| Exercise instructions |
Reproduce the material that follows, please, but only from its first line to the line containing "Target: red helmet", inclusive.

| Data in this exercise |
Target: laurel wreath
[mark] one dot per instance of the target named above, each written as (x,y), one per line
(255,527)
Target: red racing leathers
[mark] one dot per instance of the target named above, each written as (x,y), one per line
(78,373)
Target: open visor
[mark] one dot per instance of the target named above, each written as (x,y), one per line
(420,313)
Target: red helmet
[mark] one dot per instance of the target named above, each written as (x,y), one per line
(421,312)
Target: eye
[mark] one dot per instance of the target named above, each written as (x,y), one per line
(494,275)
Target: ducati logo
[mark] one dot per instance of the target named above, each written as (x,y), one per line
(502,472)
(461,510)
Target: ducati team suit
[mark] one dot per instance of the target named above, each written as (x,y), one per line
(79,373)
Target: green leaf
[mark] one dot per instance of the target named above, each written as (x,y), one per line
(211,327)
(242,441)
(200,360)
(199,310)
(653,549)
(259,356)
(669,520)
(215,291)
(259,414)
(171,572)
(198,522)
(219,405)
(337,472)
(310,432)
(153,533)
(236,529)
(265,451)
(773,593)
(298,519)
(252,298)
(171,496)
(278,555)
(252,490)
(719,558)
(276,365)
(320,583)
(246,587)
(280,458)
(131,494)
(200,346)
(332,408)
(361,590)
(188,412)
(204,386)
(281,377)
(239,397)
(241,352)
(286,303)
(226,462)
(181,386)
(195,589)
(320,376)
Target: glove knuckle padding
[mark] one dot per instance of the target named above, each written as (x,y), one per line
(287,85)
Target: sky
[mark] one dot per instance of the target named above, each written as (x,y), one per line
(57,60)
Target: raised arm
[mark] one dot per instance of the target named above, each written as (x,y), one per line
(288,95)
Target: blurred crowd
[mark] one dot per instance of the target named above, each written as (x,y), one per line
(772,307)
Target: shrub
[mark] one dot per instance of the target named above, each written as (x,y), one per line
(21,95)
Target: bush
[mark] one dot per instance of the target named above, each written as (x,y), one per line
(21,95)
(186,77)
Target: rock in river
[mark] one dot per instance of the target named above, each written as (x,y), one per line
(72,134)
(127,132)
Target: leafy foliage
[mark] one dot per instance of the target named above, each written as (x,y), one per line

| Answer space |
Target: laurel wreath
[mark] one dot per instance of the target named above, each written as (x,y), one per line
(255,527)
Target: red racing leathers
[mark] one dot per instance of the target named above, each written as (x,y), one per line
(78,373)
Target: open visor
[mark] one dot per instance of the target named above, each written as (x,y), one per line
(420,313)
Target: red helmet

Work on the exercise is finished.